# my vizsla hates being left alone



## ringo (Jan 22, 2012)

My lovely girl willow is now nearly 15 weeks old, i take her to work with me everyday where she stays in a crate where at first she cried and cried. Shes now good as gold at work. On my days off i like to cycle with my mates and today left her on her own for 4 hrs. I left her out of her crate thinking it better to give her more room over a long period alone.
On getting home she had pretty much trashed the room which is fine as theres nothing dangerous or valuable and i know now i should have put her in her crate.
Is this normal behaviour. There are going to be other times when i need to leave her such as taking kids out on trips a dog would not be allowed etc
How can i make it easier on her?
Here she is


----------



## texasred (Jan 29, 2012)

Crate her for short periods of time with you out of the house and she will get used to it. She will probably sleep most of the time your away so the crate is perfect.


----------



## mswhipple (Mar 7, 2011)

Yes, ringo, this is normal puppy behavior. "They chew 'til they're two!" You can expect this kind of thing, off and on, until the second birthday. If your Willow does better than that, lucky you! If you'd rather not crate her for longer periods of time, arrange a larger area in your house where she can have more room, but still be restricted. I used to use my laundry room, with everything picked up and out of reach (except for a toy, food and water bowls, and a dog bed). Cute picture, by the way!


----------



## Coya (Aug 20, 2011)

You are brave to let her out of the crate so early! Coya is 8 months and is crated at all times when we are out (except for that one time when someone forgot to lock the crate and she greeted me at the front door...but that's a different story)  She loves her crate...as I'm sure your Willow will too...it just takes a little time. I'm sure you have heard the whole "the crate mimics their den" and that is the truth. It's their own little "bedroom". 

I agree with TexasRed...put her in the crate for short periods of time when you're around and she knows you're there. This way she won't associate the crate with you leaving. Give her a safe chew (kongs are great) to keep her busy while she's in there, as well as a favorite special toy and she should be fine. And again, quoting TexasRed, Willow will most likely sleep most of the time while she's in there. Just remember...it's probably going to be harder on you than it will be on her. Good luck!


----------



## Ozkar (Jul 4, 2011)

Start building time in the crate alone from small periods to longer periods. Do it slowly and reward good behaviour when you get home, just ignore the bad stuff, they won't link the two activities  Over time and as pup grows, this tends to become less and less of an issue. Astro and Ozkar both had terrible issues being left alone. Now they are well used to it and are fine. Although, I still have to lock half the house off if I don't want to come home to ripped up cushions  They just love anything soft. The leather lounge has never been a target?? Just the soft furnishings  Must taste better


----------



## mollys mum (Feb 3, 2012)

Information shown:
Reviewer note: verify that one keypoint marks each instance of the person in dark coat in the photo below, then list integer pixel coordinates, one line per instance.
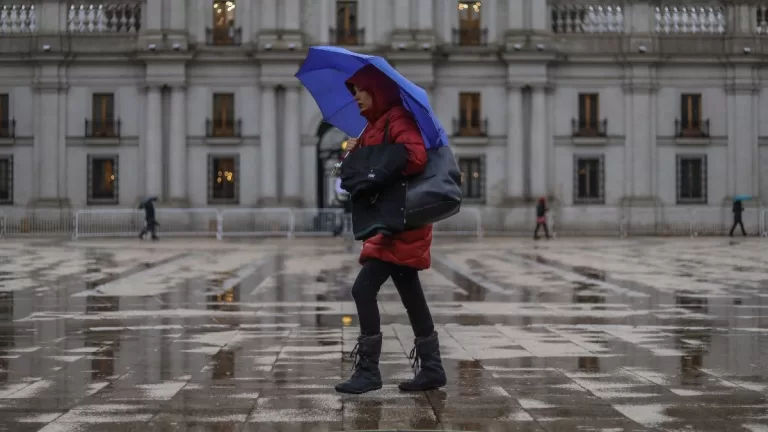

What to work on:
1. Reproduce the vizsla thread from "## Ozkar (Jul" up to and including "(Feb 3, 2012)", substituting "pillows" for "cushions".
2. Pick up the forum thread about the vizsla puppy left alone at home and continue it from the point where it stops.
The data shown here come from a separate source.

Expected responses:
1.
## Ozkar (Jul 4, 2011)

Start building time in the crate alone from small periods to longer periods. Do it slowly and reward good behaviour when you get home, just ignore the bad stuff, they won't link the two activities  Over time and as pup grows, this tends to become less and less of an issue. Astro and Ozkar both had terrible issues being left alone. Now they are well used to it and are fine. Although, I still have to lock half the house off if I don't want to come home to ripped up pillows  They just love anything soft. The leather lounge has never been a target?? Just the soft furnishings  Must taste better


----------



## mollys mum (Feb 3, 2012)

2.
Hi Ringo,

Molly is 11 weeks and she has two periods of 2 hrs each day on her own. 
We are lucky enough to be able to give her her own bedroom for when we are out, in which she has her crate which she is locked in at night, plus a dog bed for the daytime periods when she's on her own, a bowl of water and some toys. 
As we leave we give her with a frozen kong and the second half of her breakfast kibble in a kong ball so it entertains her for a little while.
If she knows that we are still in the house she will bark, howl and scratch at the door. I've pretended to leave and hidden outside and she cries for a few minutes and then gives in and goes back to bed. This gives me some comfort that she's ok when we're out.

She goes to bed in her crate very willingly at about 10pm
and sleeps through til about 5am at which point she makes a noise and I get up to let her out to the toilet - all good until this point.
If I then try and put her back in her bed she goes bananas! It's not sleep time any more and she will howl and scrape and bark. 

Now the books say that you should not go back in until she is quiet because you are re-inforcing that if she barks, someone comes. I'm not sure how long you are supposed to wait, but we've managed about an hour before we really had to go to her! 

So... she gets up between 5 and 5.30, goes out to the toilet.... and then jumps in bed with us and goes back to sleep under the duvet! Oh dear, I think the expression is that we've "made a rod for our own backs". :-\


----------



## jld640 (Sep 29, 2010)

Great advice in the above posts. There have been some other threads about being alone, so you may want to do a search. Also, being alone is a difficult skill for Vs. Savannah has to practive being alone every single day.


----------



## ringo (Jan 22, 2012)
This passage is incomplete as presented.